» EXERCISE DESCRIPTION
Throughout the entries below, report every line where "cabinet" is found.

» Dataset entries

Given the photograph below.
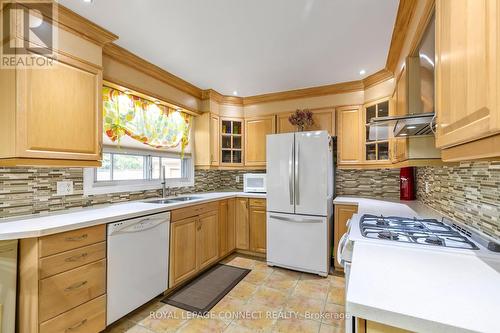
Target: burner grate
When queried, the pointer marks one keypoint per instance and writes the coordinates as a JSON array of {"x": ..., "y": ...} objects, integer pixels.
[{"x": 419, "y": 231}]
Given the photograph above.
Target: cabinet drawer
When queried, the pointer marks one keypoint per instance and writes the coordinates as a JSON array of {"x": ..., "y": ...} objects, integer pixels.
[
  {"x": 64, "y": 291},
  {"x": 65, "y": 261},
  {"x": 183, "y": 213},
  {"x": 71, "y": 240},
  {"x": 257, "y": 203},
  {"x": 86, "y": 318}
]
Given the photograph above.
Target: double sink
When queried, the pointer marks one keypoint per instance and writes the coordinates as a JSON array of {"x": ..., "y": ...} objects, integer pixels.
[{"x": 174, "y": 200}]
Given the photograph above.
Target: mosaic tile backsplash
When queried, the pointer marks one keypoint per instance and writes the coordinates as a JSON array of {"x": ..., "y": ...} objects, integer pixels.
[
  {"x": 468, "y": 193},
  {"x": 383, "y": 183},
  {"x": 25, "y": 191}
]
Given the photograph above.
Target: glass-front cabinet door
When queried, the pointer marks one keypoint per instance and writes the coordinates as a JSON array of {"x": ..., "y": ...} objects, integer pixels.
[
  {"x": 376, "y": 139},
  {"x": 231, "y": 141}
]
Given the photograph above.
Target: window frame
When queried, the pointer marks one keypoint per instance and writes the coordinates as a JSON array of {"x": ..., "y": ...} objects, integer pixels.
[{"x": 92, "y": 187}]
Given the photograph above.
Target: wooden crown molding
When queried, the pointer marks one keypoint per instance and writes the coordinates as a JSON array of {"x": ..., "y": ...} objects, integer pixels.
[
  {"x": 128, "y": 58},
  {"x": 378, "y": 77},
  {"x": 332, "y": 89},
  {"x": 337, "y": 88},
  {"x": 405, "y": 13}
]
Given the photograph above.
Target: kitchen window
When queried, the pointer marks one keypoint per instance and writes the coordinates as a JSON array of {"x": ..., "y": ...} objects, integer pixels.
[
  {"x": 141, "y": 138},
  {"x": 125, "y": 170}
]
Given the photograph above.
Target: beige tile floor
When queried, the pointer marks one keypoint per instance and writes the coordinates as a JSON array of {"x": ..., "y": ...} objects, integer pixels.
[{"x": 266, "y": 300}]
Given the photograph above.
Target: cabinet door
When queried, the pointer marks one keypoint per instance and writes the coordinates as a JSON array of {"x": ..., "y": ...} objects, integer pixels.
[
  {"x": 59, "y": 111},
  {"x": 257, "y": 222},
  {"x": 399, "y": 106},
  {"x": 284, "y": 125},
  {"x": 324, "y": 120},
  {"x": 256, "y": 130},
  {"x": 223, "y": 228},
  {"x": 182, "y": 250},
  {"x": 349, "y": 135},
  {"x": 242, "y": 228},
  {"x": 214, "y": 140},
  {"x": 231, "y": 224},
  {"x": 342, "y": 214},
  {"x": 207, "y": 240},
  {"x": 466, "y": 70}
]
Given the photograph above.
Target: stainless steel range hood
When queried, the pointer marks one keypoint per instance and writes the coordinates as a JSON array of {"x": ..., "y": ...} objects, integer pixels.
[{"x": 419, "y": 124}]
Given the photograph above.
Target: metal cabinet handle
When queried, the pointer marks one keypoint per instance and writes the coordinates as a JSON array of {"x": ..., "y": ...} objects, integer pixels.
[
  {"x": 76, "y": 258},
  {"x": 80, "y": 324},
  {"x": 290, "y": 172},
  {"x": 296, "y": 190},
  {"x": 76, "y": 286},
  {"x": 76, "y": 239}
]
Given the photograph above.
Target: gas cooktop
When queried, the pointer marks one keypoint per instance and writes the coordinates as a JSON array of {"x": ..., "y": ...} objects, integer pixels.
[{"x": 419, "y": 231}]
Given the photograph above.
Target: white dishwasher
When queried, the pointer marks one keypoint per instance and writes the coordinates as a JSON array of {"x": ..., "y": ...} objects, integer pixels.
[{"x": 138, "y": 254}]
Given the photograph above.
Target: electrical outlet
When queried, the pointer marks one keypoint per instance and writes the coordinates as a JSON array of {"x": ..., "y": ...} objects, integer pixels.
[{"x": 65, "y": 187}]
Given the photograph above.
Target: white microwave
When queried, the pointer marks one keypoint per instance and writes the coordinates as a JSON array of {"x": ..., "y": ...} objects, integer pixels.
[{"x": 254, "y": 182}]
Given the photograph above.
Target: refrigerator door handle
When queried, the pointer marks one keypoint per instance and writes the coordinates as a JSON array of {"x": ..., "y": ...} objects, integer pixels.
[
  {"x": 290, "y": 172},
  {"x": 296, "y": 189},
  {"x": 296, "y": 220}
]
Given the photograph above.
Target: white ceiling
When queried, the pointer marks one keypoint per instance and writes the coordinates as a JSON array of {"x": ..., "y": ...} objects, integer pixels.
[{"x": 253, "y": 47}]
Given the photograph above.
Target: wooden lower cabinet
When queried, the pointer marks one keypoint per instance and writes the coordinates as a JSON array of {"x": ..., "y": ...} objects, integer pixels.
[
  {"x": 182, "y": 249},
  {"x": 341, "y": 215},
  {"x": 226, "y": 227},
  {"x": 194, "y": 241},
  {"x": 62, "y": 282},
  {"x": 92, "y": 312},
  {"x": 257, "y": 225},
  {"x": 242, "y": 226},
  {"x": 207, "y": 240}
]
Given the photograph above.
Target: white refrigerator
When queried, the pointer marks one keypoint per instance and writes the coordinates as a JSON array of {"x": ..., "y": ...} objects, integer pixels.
[{"x": 299, "y": 201}]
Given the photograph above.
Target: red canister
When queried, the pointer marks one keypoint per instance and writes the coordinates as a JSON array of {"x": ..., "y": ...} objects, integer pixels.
[{"x": 407, "y": 183}]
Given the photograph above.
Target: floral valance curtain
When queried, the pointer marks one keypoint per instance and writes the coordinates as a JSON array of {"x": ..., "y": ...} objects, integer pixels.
[{"x": 144, "y": 121}]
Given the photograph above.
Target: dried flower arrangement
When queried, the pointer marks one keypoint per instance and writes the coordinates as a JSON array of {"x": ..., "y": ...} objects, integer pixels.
[{"x": 301, "y": 119}]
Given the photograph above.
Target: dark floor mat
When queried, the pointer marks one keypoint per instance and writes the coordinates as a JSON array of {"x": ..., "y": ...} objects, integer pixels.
[{"x": 201, "y": 294}]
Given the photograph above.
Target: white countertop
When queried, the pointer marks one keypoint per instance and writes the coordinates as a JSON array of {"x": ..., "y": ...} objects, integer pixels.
[
  {"x": 388, "y": 207},
  {"x": 419, "y": 288},
  {"x": 42, "y": 225},
  {"x": 424, "y": 290}
]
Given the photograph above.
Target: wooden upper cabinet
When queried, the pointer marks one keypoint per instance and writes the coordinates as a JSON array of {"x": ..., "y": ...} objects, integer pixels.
[
  {"x": 467, "y": 72},
  {"x": 324, "y": 119},
  {"x": 214, "y": 140},
  {"x": 256, "y": 130},
  {"x": 349, "y": 124},
  {"x": 54, "y": 114},
  {"x": 402, "y": 94}
]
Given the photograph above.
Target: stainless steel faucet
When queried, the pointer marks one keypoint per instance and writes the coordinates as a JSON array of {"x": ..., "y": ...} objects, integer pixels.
[{"x": 164, "y": 190}]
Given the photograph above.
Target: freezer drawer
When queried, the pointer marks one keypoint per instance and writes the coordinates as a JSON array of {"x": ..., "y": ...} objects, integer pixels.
[{"x": 298, "y": 242}]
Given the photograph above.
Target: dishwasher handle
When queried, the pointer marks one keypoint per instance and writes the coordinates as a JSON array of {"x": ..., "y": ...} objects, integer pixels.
[{"x": 138, "y": 225}]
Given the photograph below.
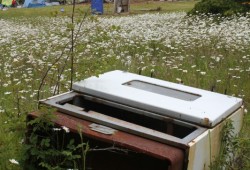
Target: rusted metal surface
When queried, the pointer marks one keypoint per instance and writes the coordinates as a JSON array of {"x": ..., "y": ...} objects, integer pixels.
[
  {"x": 174, "y": 156},
  {"x": 182, "y": 142}
]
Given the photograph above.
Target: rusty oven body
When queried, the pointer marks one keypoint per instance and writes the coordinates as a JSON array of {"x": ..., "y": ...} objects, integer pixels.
[{"x": 163, "y": 125}]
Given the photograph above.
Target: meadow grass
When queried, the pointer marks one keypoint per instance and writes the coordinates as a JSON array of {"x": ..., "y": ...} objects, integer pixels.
[
  {"x": 202, "y": 51},
  {"x": 139, "y": 7}
]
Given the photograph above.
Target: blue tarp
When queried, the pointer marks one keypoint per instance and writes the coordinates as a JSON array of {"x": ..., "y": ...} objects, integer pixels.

» SOLUTION BELOW
Target: cabinet drawer
Target: glass-front cabinet door
Target: cabinet door
Target: metal cabinet handle
Target: wooden lower cabinet
Target: wooden upper cabinet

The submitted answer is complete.